Tasks to perform:
a – Decide whether each statement agrees with the passage on Valley Forge and Clinton's strategy, answering yes or no and quoting the deciding words of the passage exactly. (i) Washington's army at Valley Forge had been reduced to about nine thousand men. (ii) Clinton resolved to begin the reduction of the colonies by subduing the North. (iii) Savannah lay eight hundred miles from New York.
b – Carry on the passage about Valley Forge and Clinton's change of strategy, beginning after its final sentence.
----- Passage shown -----
WASHINGTON IN 1777 TOOK UP HIS WINTER QUARTERS AT VALLEY Forge, to the north of Philadelphia. At the end of every campaign there were many desertions, and he was now reduced to about nine thousand men, of whom another third were to melt away by the spring. Short of clothing and shelter, they shivered and grumbled through the winter months, while in Philadelphia, a score of miles away, nearly twenty thousand well-equipped English troops were quartered in comfort. The social season was at its height, and the numerous Loyalists in the capital made the stay of Howe and his officers pleasing and cheerful. The British made no move to attack the Patriot army. While Washington could not count on provisions for his men even a day in advance, Howe danced and gambled in Philadelphia. As at Long Island, as at White Plains, as at the Brandywine River, he refused to follow up his victory in the field and annihilate his enemy. Unnerved perhaps by the carnage at Bunker Hill, and still hoping for conciliation, he did nothing. Some inkling of his reluctance may have reached the ears of the Government; at any rate, when news of the French alliance with the rebels reached England at the beginning of the New Year his resignation was accepted.
Howe’s successor was Sir Henry Clinton, the former commander of New York, who held very different views on the conduct of hostilities. He perceived that European tactics of march and counter-march and the siege and capture of towns and cities would never prevail against an armed and scattered population. The solution, he thought, was to occupy and settle the whole country. He also made a momentous change of strategy. He resolved to abandon the offensive in the North and begin the process of reduction by subduing the South. Here was the bulk of the population and the wealth, and the main repository of such supplies as the Continent could furnish. Here also were many Loyalists. They must be heartened and organised. A new base would be needed, for New York was too far away, and Clinton’s eye rested on Charleston and Savannah. Much could be said for all this, and much might have been achieved if he had been allowed to try it out, but there now appeared a new force which abruptly checked and in time proved deadly to the realisation of these large plans. Savannah was eight hundred miles and fifty days’ march from New York. Hitherto Britain had held command of the sea and could shift her troops by salt water far more speedily than the Patriots could move by land, but all was now changed by the intervention of France and the French Fleet. Sea-power was henceforth to dominate and decide the American struggle for independence, and Clinton soon received a sharp reminder that this was now in dispute.
----- Entries provided -----
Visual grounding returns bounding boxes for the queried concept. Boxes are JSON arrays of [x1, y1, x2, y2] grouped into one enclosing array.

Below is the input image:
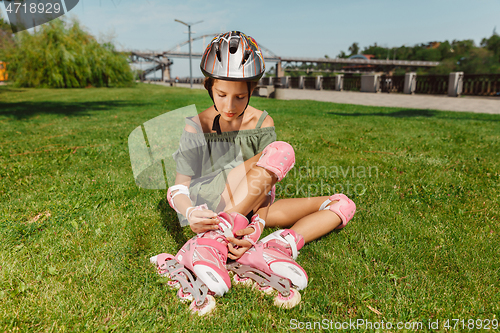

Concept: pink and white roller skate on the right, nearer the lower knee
[[227, 229, 308, 309]]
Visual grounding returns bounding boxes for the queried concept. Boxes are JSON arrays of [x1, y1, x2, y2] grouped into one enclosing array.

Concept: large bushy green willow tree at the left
[[7, 19, 133, 88]]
-----
Written answers:
a –
(i) Yes: "he was now reduced to about nine thousand men"
(ii) No: "He resolved to abandon the offensive in the North and begin the process of reduction by subduing the South."
(iii) Yes: "Savannah was eight hundred miles and fifty days’ march from New York."

b –
In April 1778 twelve French ships of the line, mounting, with their attendant frigates, over eight hundred guns, set sail from Toulon. Four thousand soldiers were on board. News of their approach reached Clinton and it became his immediate and vital task to stop them seizing his main base at New York. If they captured the port, or even blockaded the mouth of the Hudson, his whole position on the Continent would be imperilled. On June 18 he accordingly abandoned Philadelphia and marched rapidly across New Jersey with ten thousand troops. Washington, his army swollen by spring recruiting to about equal strength, set off in parallel line of pursuit. At Monmouth Court House there was a confused fight. Clinton beat off the Americans, not without heavy loss, and did not reach New York till the beginning of July. He was only just in time. Shortly after his arrival a French fleet under d’Estaing appeared off the city. They were confronted by a British squadron under Admiral Howe, brother of the superseded military commander, and for ten days the two forces manœuvred outside the harbour. The French attempted to seize Rhode Island, but were frustrated, and Howe in a series of operations which has drawn high praise from American naval historians defeated all efforts by his opponent to intervene. In the autumn d’Estaing abandoned the struggle and sailed for the West Indies. Here also Clinton managed to forestall the French by sending troops forthwith to St Lucia. D’Estaing arrived too late to intercept them, and this strategic island became a British base.
Nevertheless these successes could not disguise the root facts that Clinton’s campaign against the South had been delayed for a year and that Britain was no longer in undisputed command of the sea. The French Fleet dominated the Channel and hindered the transport to New York of men and supplies from Britain, while New England privateers waged a lively and profitable warfare against English commerce. Military operations in America came slowly to a standstill, and although three thousand of Clinton’s troops occupied Savannah in Georgia on December 29 his plans for subduing the rebels from a Loyalist base in the South were hampered and curtailed. A furious civil war between Loyalists and Patriots had erupted in these regions, but he could do little to help. Stalemate continued throughout 1779, and for a time the main seat of war shifted from the New World. Both armies in America were crippled, the American from the financial chaos and weak credit of the Congress Government, and the British for want of reinforcements. Fear of invasion gripped the British Government and troops intended for Clinton were kept in the British Isles. The French, for their part, realised that they could get all they wanted in America by fighting Britain on the high seas, and this was anyway much more to the taste of the autocratic Government at Versailles than helping republican rebels. Except for a few volunteers, they did not at this stage send any military or naval help to their allies across the Atlantic; but stores of munitions and clothing preserved the Patriot cause from collapse. In June the world conflict spread and deepened and another European Power entered the struggle. French diplomacy brought Spain into the war. Britain was still further weakened, her naval communications in the Mediterranean were imperilled, and within a few months Gibraltar was besieged. In the New World she was forced to keep watch against a Spanish incursion into Florida, and American privateers based on the port of New Orleans harassed English commerce in the Caribbean.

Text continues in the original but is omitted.